__What is expected__. Give back the records in their entirety, exactly.

__Dataset extract__.
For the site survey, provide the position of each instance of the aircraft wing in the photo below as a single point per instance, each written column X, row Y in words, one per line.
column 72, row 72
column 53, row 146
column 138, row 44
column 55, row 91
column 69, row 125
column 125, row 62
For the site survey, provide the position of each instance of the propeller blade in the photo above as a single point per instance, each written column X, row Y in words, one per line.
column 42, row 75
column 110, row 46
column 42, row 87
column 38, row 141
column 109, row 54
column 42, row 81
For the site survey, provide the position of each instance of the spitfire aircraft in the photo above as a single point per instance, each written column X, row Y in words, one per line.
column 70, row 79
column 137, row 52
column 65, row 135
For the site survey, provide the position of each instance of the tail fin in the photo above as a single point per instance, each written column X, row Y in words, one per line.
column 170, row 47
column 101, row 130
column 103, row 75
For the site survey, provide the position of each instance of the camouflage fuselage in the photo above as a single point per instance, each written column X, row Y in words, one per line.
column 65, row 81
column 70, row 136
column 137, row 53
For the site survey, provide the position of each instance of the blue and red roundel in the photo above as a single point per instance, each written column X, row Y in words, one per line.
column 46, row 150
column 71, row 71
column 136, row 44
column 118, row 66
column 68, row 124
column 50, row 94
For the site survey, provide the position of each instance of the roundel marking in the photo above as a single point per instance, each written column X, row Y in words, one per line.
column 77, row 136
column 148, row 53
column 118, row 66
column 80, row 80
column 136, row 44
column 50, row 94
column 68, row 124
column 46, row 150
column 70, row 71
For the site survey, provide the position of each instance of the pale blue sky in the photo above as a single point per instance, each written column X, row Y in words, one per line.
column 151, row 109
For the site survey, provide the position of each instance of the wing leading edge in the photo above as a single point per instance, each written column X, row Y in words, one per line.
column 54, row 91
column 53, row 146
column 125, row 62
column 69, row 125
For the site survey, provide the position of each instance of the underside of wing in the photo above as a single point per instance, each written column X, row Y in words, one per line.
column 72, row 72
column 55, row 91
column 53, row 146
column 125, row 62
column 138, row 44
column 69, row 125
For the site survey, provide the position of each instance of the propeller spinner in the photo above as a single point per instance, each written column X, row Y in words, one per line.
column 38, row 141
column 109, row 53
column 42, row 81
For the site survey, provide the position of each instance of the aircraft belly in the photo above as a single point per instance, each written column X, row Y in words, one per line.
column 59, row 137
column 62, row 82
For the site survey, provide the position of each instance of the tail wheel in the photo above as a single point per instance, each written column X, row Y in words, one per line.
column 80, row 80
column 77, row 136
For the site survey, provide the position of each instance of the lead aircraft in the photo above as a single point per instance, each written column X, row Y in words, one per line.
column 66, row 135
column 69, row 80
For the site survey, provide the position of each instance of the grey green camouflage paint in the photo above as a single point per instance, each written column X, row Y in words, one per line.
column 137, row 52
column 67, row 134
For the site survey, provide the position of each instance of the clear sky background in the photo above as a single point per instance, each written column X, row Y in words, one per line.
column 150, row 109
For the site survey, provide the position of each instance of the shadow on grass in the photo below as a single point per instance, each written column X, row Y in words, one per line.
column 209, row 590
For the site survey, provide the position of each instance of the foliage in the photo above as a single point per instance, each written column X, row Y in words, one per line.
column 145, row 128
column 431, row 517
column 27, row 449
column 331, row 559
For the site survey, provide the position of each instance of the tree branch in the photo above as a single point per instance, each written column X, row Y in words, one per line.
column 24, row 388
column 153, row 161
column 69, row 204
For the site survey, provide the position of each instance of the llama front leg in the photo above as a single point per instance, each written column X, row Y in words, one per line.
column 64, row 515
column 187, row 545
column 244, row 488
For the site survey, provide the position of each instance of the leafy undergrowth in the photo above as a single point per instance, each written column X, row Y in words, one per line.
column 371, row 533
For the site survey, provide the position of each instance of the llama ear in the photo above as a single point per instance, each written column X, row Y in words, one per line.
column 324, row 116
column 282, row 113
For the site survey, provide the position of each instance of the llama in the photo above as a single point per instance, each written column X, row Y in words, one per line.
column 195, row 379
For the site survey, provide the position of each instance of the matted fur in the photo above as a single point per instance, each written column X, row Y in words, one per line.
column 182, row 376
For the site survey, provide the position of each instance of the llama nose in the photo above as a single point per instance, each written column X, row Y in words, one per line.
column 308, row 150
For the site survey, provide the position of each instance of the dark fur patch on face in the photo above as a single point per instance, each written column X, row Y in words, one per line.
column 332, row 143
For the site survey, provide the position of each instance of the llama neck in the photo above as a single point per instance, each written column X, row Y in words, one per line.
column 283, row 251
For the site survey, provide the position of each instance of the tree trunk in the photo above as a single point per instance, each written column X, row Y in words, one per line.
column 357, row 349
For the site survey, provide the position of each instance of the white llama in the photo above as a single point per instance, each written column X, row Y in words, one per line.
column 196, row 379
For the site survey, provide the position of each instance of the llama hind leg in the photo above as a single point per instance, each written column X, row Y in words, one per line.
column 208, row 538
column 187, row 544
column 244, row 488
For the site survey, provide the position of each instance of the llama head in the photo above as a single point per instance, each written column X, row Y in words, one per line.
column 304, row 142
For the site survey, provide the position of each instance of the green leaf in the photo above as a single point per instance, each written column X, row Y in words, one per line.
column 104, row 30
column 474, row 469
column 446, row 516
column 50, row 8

__Result below__.
For the site survey, provide the position of each instance of the aircraft wing in the photo below as a single point per instance, each written column X, row Y in words, one per line.
column 72, row 72
column 53, row 146
column 138, row 44
column 55, row 91
column 69, row 125
column 125, row 62
For the site survey, provide the position of each instance of the propeller blade in the photo above as a single point per instance, each written column X, row Y in words, one per line.
column 42, row 75
column 110, row 46
column 42, row 87
column 38, row 141
column 109, row 54
column 42, row 81
For the site survey, provide the position of each instance of the spitfire aircraft in the photo above as a single point per instance, each written column X, row Y in words, one per line.
column 70, row 79
column 137, row 52
column 65, row 135
For the site survey, provide the position of each instance of the tail fin in the photo above as a single point per instance, each written column X, row Y in words, one per line.
column 170, row 47
column 101, row 130
column 103, row 75
For the site survey, provide the position of each instance of the camouflage fuselage in the photo above as a single point per instance, each written column X, row Y in words, one per line.
column 65, row 81
column 70, row 136
column 137, row 53
For the site survey, provide the position of each instance of the blue and red roundel in the photo above as a single point per instance, each written column X, row Y in words, one per line.
column 46, row 150
column 71, row 71
column 136, row 44
column 118, row 66
column 68, row 124
column 50, row 94
For the site survey, provide the position of each instance of the roundel marking in the photo above as a single point per instance, each written column X, row Y in words, one per line.
column 77, row 136
column 148, row 53
column 118, row 66
column 80, row 80
column 136, row 44
column 50, row 94
column 68, row 124
column 46, row 150
column 70, row 71
For the site survey, provide the position of each instance of the pale blue sky in the photo above as a single point per instance, each written column X, row Y in words, one per line.
column 151, row 109
For the site survey, provide the position of each instance of the wing leading edge in the photo above as a single point per instance, each written column X, row Y in words, one per line.
column 54, row 91
column 53, row 146
column 125, row 62
column 69, row 125
For the site survey, provide the position of each instance of the underside of wing in the photo above as a single point per instance, each written column X, row Y in words, one per line.
column 72, row 72
column 55, row 91
column 53, row 146
column 125, row 62
column 138, row 44
column 69, row 125
For the site survey, provide the position of each instance of the propeller spinner in the photo above as a single point per instance, each written column X, row Y in words, one per line.
column 38, row 141
column 109, row 53
column 42, row 81
For the site survey, provide the position of each instance of the aircraft belly in the photo above as a single point per instance, each written column X, row Y in words, one per line.
column 59, row 137
column 62, row 82
For the site survey, provide the position of each instance of the tail wheel in the photo above as a single point per instance, each written column X, row Y in words, one per line.
column 80, row 80
column 77, row 136
For the site survey, provide the position of each instance of the lead aircraft in the photo above as a single point per instance, each written column X, row Y in words, one per line.
column 66, row 135
column 69, row 80
For the site survey, provide the position of each instance of the grey green camouflage paint in the photo above as a single point per instance, each written column X, row Y in words, one per line.
column 137, row 52
column 67, row 134
For the site survey, provide the position of each instance of the clear sky background in the photo above as a single point per instance, each written column X, row Y in words, one per line.
column 150, row 109
For the site survey, provide the position of each instance of the shadow on grass in the photo below as a single point per instance, each written column X, row Y in words, one per line.
column 209, row 590
For the site survey, provide the position of each instance of the foliage in the photo above as a single point per instance, each written column X, row Y in words, one per line.
column 145, row 128
column 431, row 517
column 27, row 449
column 331, row 559
For the site survey, provide the position of each instance of the tree branch in the photo above as a single point per instance, each written column X, row Y in words, one per line.
column 24, row 388
column 153, row 161
column 69, row 204
For the site survey, provide the position of each instance of the llama front leg in the photo above as a single point per instance, each written column X, row Y in words, one per line.
column 64, row 515
column 187, row 545
column 244, row 488
For the site survey, provide the position of each instance of the leafy undergrowth in the photo above as a single point per instance, each written column X, row Y in words, one per line.
column 371, row 533
For the site survey, provide the position of each instance of the llama ear in the photo above as a single point per instance, each written column X, row Y in words, one per line.
column 324, row 116
column 282, row 113
For the site survey, provide the position of each instance of the llama in the photo above as a single point per instance, each written column X, row Y in words, one per line.
column 195, row 379
For the site survey, provide the position of each instance of the matted fur in the photo above as a single point per instance, each written column X, row Y in words, one per line.
column 182, row 376
For the site survey, provide the position of each instance of the llama nose in the photo above as a single point per instance, each written column X, row Y in words, one per line.
column 308, row 150
For the site survey, provide the position of each instance of the dark fur patch on face in the photo above as a single point per instance, each written column X, row Y in words, one per line.
column 332, row 143
For the site survey, provide the position of each instance of the llama neck in the photo above as a single point per instance, each written column X, row Y in words, one per line.
column 283, row 251
For the site survey, provide the position of each instance of the tree trunk in the photo above as a single point per instance, each written column X, row Y in words, one per line.
column 357, row 349
For the site survey, provide the position of each instance of the white llama in the photo above as a single point per instance, each written column X, row Y in words, one per line.
column 196, row 379
For the site survey, provide the position of each instance of the llama hind leg in the photo above as a single point per instance, each written column X, row Y in words, one per line.
column 208, row 538
column 187, row 544
column 244, row 488
For the site survey, provide the position of each instance of the llama head in the photo above as a single point per instance, each written column X, row Y in words, one per line.
column 304, row 142
For the site survey, provide the position of each instance of the green leaf in the photo above as a single point per instance, each written column X, row Y in words, one per line.
column 104, row 30
column 474, row 469
column 446, row 516
column 50, row 8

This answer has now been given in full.